Dataset excerpt »
- - - -
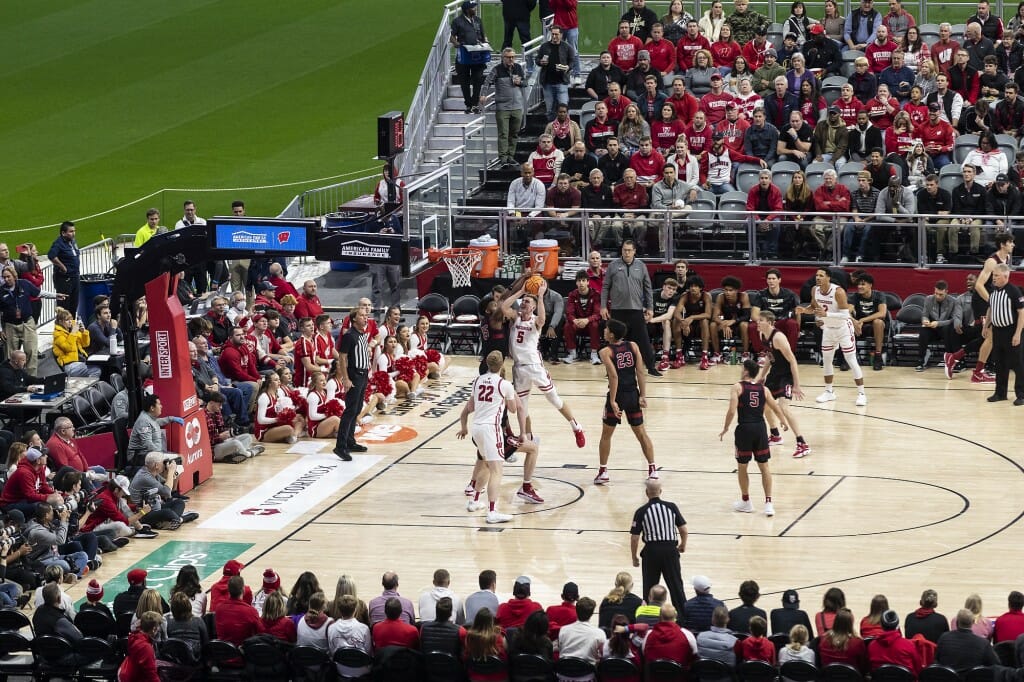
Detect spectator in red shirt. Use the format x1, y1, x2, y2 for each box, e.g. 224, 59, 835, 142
373, 597, 420, 650
867, 609, 923, 678
641, 604, 697, 670
734, 615, 775, 666
992, 590, 1024, 644
213, 576, 265, 646
219, 327, 261, 390
295, 280, 324, 319
495, 576, 544, 630
546, 577, 587, 641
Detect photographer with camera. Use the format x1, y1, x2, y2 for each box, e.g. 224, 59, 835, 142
82, 476, 159, 547
129, 451, 199, 530
128, 393, 185, 467
25, 502, 96, 579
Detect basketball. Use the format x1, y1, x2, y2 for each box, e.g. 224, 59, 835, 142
525, 274, 544, 296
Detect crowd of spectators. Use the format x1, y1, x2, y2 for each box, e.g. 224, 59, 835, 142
487, 0, 1024, 263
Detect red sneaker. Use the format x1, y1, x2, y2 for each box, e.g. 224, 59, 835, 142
516, 485, 544, 505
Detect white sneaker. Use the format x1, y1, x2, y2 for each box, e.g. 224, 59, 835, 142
481, 503, 512, 523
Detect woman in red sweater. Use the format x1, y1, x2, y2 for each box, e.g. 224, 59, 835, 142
733, 615, 775, 666
818, 608, 867, 675
118, 611, 164, 682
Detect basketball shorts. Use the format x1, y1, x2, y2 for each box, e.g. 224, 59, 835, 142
469, 424, 505, 462
821, 319, 854, 348
512, 365, 551, 393
602, 391, 643, 426
734, 422, 771, 464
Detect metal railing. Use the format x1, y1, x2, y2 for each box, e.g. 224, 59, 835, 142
444, 205, 997, 268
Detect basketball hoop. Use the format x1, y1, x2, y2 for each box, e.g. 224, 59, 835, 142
429, 249, 483, 288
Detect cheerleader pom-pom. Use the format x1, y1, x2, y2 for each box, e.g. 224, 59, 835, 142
278, 408, 298, 426
321, 398, 345, 417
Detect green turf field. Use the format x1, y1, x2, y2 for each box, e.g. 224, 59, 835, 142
0, 0, 440, 244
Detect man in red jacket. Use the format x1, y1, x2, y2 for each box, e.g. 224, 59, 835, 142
562, 270, 601, 365
210, 576, 265, 646
373, 597, 420, 650
220, 327, 261, 390
746, 168, 782, 258
495, 576, 544, 626
641, 604, 697, 670
295, 280, 324, 319
867, 609, 923, 679
0, 447, 63, 518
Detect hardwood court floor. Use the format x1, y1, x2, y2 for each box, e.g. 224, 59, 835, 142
81, 357, 1024, 620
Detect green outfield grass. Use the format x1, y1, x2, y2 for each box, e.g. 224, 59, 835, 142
0, 0, 440, 245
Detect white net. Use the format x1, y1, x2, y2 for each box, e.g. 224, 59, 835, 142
442, 250, 483, 287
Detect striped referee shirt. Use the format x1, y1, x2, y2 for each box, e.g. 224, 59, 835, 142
338, 325, 370, 372
630, 498, 686, 545
988, 284, 1024, 328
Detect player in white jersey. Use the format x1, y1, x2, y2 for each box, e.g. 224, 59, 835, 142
797, 267, 867, 408
502, 282, 587, 447
456, 350, 537, 523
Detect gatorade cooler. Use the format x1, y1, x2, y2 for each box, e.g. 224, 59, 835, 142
529, 240, 558, 280
469, 236, 499, 280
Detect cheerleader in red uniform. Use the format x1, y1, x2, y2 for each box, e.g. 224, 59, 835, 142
253, 372, 304, 443
377, 327, 421, 398
409, 315, 449, 379
306, 372, 341, 438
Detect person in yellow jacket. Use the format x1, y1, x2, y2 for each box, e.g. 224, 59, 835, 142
53, 308, 100, 379
135, 209, 167, 248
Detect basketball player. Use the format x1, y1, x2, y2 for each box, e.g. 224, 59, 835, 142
718, 359, 788, 516
797, 267, 867, 408
594, 319, 658, 485
502, 282, 587, 447
456, 351, 543, 523
758, 310, 811, 459
945, 232, 1014, 384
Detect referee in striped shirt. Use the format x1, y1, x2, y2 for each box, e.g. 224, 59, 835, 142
630, 479, 686, 617
334, 306, 370, 462
985, 263, 1024, 406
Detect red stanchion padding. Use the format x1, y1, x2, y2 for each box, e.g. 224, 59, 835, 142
145, 272, 213, 493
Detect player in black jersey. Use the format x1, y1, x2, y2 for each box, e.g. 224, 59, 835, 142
672, 272, 713, 370
718, 359, 790, 516
757, 310, 811, 459
711, 275, 751, 364
594, 319, 658, 485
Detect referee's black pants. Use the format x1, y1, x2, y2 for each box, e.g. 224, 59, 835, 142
640, 543, 686, 621
989, 325, 1024, 398
611, 309, 654, 372
334, 371, 370, 451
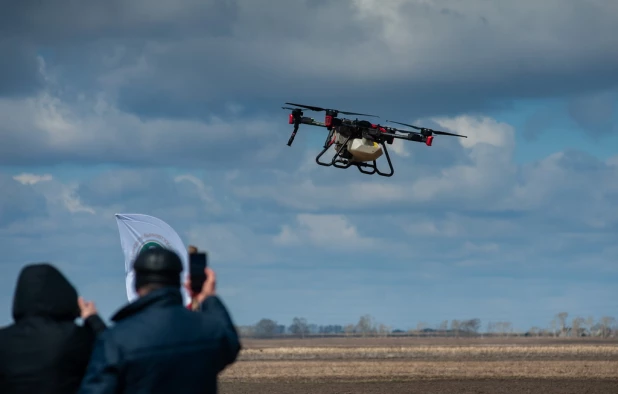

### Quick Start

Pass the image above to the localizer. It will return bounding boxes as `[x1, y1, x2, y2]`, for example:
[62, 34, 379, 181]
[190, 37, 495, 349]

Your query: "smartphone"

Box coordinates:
[189, 252, 208, 294]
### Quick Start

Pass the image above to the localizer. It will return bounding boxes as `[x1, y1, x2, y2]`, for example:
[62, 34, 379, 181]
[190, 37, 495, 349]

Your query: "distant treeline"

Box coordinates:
[233, 312, 618, 338]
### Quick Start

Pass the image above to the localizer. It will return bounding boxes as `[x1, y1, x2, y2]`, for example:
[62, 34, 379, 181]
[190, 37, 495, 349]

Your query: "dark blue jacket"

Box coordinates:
[79, 288, 241, 394]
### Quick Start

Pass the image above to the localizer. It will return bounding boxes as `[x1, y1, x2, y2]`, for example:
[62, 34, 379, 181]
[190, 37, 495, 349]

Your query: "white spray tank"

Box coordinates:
[348, 138, 383, 161]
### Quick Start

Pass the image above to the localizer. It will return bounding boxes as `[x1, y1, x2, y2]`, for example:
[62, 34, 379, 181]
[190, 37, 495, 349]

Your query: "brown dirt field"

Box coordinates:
[242, 337, 618, 349]
[219, 379, 618, 394]
[220, 360, 618, 381]
[220, 338, 618, 394]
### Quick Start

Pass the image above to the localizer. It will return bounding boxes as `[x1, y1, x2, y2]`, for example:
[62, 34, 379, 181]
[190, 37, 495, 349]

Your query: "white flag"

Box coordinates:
[116, 213, 191, 305]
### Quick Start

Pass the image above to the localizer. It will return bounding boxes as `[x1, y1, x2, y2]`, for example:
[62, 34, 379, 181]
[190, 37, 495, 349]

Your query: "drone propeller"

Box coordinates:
[282, 103, 379, 118]
[387, 120, 468, 138]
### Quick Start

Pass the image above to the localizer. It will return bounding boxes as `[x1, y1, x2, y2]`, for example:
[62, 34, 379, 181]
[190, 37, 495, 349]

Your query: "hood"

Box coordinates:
[13, 263, 80, 321]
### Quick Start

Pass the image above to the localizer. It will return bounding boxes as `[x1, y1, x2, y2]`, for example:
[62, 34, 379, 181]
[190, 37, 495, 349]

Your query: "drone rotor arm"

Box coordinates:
[431, 130, 468, 138]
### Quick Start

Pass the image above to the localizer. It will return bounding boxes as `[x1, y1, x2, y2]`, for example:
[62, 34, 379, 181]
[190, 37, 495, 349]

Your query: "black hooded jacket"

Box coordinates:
[0, 264, 106, 394]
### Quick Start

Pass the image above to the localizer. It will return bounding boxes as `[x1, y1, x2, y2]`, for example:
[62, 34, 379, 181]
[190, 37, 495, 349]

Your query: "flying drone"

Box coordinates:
[281, 103, 468, 177]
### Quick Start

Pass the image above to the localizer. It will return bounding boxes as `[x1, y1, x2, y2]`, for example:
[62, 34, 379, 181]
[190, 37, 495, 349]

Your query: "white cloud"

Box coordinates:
[13, 173, 53, 185]
[274, 214, 377, 251]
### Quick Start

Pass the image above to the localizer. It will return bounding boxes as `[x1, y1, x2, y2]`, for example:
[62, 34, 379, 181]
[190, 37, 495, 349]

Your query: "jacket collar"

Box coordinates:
[111, 287, 182, 322]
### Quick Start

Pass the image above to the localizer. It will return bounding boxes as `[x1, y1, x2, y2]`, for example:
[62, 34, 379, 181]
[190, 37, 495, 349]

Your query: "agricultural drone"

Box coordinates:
[281, 103, 468, 177]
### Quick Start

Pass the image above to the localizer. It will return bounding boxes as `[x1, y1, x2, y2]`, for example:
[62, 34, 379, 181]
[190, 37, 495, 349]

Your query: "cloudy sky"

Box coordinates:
[0, 0, 618, 329]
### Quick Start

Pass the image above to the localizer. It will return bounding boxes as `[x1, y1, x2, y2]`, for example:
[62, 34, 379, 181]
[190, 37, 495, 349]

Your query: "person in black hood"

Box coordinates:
[0, 263, 106, 394]
[79, 248, 241, 394]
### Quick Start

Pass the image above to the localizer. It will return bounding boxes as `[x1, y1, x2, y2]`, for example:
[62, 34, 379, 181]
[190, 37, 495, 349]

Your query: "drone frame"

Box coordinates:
[281, 103, 468, 177]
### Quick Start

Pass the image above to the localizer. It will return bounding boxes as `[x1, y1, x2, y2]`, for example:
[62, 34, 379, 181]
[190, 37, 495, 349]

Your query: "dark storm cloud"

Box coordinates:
[3, 0, 618, 117]
[0, 173, 47, 228]
[0, 40, 44, 97]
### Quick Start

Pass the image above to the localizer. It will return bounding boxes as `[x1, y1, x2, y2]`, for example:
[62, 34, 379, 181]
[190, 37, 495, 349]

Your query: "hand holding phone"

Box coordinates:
[189, 252, 208, 295]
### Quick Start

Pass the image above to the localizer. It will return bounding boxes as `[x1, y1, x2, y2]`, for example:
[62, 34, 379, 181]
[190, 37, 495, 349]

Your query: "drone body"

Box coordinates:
[282, 103, 467, 177]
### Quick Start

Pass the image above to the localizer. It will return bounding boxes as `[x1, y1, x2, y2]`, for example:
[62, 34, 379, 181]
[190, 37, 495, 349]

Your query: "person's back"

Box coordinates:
[0, 264, 105, 394]
[80, 246, 240, 394]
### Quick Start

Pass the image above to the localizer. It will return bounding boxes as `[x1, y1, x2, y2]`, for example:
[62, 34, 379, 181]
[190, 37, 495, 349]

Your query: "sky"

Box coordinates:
[0, 0, 618, 330]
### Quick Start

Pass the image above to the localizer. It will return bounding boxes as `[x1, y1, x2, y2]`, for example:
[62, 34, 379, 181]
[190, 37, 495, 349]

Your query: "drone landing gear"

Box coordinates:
[315, 138, 395, 177]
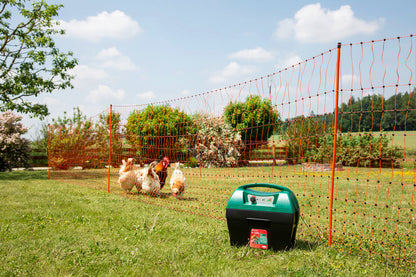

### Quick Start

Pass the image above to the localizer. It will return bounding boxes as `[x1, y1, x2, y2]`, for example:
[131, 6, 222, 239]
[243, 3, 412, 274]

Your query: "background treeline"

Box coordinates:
[281, 88, 416, 133]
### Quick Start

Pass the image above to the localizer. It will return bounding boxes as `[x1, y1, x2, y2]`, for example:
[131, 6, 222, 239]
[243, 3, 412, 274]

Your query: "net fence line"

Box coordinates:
[49, 35, 416, 264]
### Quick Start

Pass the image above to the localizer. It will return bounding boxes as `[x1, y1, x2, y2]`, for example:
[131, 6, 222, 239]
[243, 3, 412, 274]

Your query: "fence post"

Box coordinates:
[48, 124, 51, 180]
[107, 105, 113, 193]
[328, 42, 341, 247]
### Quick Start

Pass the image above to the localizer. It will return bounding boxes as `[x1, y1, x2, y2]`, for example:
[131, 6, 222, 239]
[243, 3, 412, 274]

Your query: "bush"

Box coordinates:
[192, 113, 244, 167]
[308, 133, 403, 167]
[224, 95, 280, 158]
[283, 116, 325, 164]
[49, 108, 96, 170]
[0, 111, 30, 171]
[125, 105, 195, 162]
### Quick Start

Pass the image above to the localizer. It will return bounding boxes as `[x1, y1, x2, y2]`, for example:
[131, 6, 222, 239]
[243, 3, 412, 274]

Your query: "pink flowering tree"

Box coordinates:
[0, 111, 30, 171]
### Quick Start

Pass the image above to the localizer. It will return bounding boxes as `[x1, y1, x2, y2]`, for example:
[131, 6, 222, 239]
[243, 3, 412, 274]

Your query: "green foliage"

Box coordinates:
[282, 116, 325, 164]
[32, 123, 49, 155]
[125, 105, 195, 160]
[224, 95, 280, 158]
[338, 89, 416, 132]
[96, 112, 123, 167]
[308, 133, 403, 167]
[185, 157, 199, 168]
[0, 168, 416, 276]
[192, 113, 244, 167]
[0, 0, 77, 117]
[49, 108, 99, 169]
[0, 111, 30, 171]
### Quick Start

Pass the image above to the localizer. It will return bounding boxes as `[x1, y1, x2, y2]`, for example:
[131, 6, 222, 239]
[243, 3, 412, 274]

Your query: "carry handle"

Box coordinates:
[240, 183, 292, 192]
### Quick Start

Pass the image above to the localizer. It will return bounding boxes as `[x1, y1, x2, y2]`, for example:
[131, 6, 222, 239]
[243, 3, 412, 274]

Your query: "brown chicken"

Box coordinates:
[155, 156, 169, 189]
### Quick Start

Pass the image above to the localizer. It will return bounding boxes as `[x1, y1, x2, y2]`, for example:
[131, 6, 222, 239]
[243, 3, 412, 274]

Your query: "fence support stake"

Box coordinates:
[328, 42, 341, 247]
[48, 124, 51, 180]
[107, 105, 113, 193]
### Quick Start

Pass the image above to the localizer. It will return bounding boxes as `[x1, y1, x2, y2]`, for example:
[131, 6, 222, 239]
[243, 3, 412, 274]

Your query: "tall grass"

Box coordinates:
[0, 171, 416, 276]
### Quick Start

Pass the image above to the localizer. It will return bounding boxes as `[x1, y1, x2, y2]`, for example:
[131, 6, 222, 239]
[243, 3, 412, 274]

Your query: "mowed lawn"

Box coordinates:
[0, 171, 416, 276]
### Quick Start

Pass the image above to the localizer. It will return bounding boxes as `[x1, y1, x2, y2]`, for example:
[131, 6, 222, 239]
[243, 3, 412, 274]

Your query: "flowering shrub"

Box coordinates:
[0, 111, 30, 171]
[193, 115, 244, 167]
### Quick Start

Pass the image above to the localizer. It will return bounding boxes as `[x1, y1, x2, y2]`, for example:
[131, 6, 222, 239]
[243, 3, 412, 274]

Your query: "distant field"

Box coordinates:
[269, 131, 416, 150]
[0, 167, 415, 276]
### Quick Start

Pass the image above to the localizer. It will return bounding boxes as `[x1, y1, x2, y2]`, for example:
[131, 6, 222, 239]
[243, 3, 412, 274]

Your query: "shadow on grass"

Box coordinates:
[0, 170, 48, 181]
[127, 191, 198, 201]
[293, 240, 321, 251]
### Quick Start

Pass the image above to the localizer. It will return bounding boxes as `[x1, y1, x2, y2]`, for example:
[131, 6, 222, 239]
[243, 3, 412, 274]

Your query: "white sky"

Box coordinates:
[23, 0, 416, 138]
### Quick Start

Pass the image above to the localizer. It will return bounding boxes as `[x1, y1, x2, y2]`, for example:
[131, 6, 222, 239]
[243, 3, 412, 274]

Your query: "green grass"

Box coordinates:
[0, 171, 416, 276]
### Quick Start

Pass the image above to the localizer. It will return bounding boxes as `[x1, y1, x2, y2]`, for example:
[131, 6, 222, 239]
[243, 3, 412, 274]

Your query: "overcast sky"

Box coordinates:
[24, 0, 416, 137]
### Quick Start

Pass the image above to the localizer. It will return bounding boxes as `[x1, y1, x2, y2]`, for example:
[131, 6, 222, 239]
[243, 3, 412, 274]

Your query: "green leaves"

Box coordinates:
[0, 0, 77, 118]
[125, 105, 196, 159]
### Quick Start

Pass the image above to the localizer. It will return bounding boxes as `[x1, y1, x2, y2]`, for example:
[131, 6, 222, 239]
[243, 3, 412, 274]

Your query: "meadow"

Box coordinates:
[0, 167, 416, 276]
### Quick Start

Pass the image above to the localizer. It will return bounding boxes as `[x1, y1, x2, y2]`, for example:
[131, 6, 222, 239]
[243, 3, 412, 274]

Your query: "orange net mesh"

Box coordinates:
[49, 35, 416, 264]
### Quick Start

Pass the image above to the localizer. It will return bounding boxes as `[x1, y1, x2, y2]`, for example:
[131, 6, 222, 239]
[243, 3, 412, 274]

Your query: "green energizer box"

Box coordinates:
[226, 183, 299, 250]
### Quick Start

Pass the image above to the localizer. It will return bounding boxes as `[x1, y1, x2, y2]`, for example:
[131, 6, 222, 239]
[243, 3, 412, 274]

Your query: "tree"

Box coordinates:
[0, 111, 30, 171]
[283, 116, 325, 164]
[95, 112, 123, 166]
[192, 115, 243, 167]
[49, 108, 97, 170]
[0, 0, 77, 118]
[125, 105, 196, 162]
[224, 95, 280, 157]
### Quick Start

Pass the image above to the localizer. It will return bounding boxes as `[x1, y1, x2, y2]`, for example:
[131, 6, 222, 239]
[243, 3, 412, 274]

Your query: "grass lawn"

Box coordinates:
[0, 171, 416, 276]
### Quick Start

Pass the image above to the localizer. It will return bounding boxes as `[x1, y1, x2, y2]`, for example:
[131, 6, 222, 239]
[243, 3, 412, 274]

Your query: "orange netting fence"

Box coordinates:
[49, 35, 416, 264]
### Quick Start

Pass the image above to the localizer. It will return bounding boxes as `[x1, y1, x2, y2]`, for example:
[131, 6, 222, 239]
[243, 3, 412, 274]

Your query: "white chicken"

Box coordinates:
[136, 162, 160, 196]
[170, 163, 186, 196]
[118, 158, 140, 192]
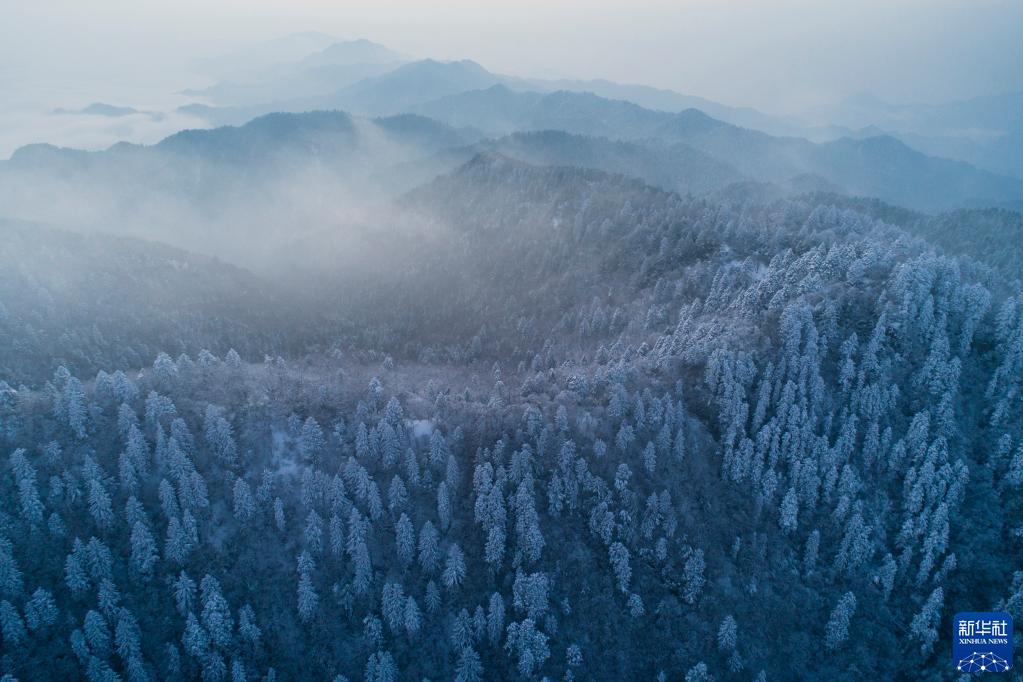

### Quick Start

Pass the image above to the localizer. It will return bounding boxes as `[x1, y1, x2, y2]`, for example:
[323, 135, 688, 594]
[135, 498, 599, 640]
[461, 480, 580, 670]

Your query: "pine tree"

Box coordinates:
[199, 574, 234, 649]
[232, 478, 256, 524]
[441, 543, 465, 589]
[717, 615, 739, 651]
[25, 587, 59, 632]
[909, 587, 945, 655]
[131, 520, 157, 576]
[0, 599, 28, 648]
[825, 592, 856, 649]
[609, 542, 632, 592]
[395, 512, 415, 565]
[454, 647, 483, 682]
- - - -
YOUR INSTRUCTIONS » Could you rewrite the data above, everything from the line containing "Detect cheerleader in" down to the line containing "306, 372, 341, 438", as a two-column CSV with the columns input and output? Use one row for each text and its answer, put each value in a quoted field, and replace line breaks with spaces.

SOLUTION TO THE EXERCISE »
input,output
"Detect cheerleader in red uniform. Use the format x1, y1, x2, y2 for each box, e.g. 224, 59, 835, 142","253, 372, 304, 443 377, 327, 421, 398 409, 315, 449, 379 306, 372, 341, 438"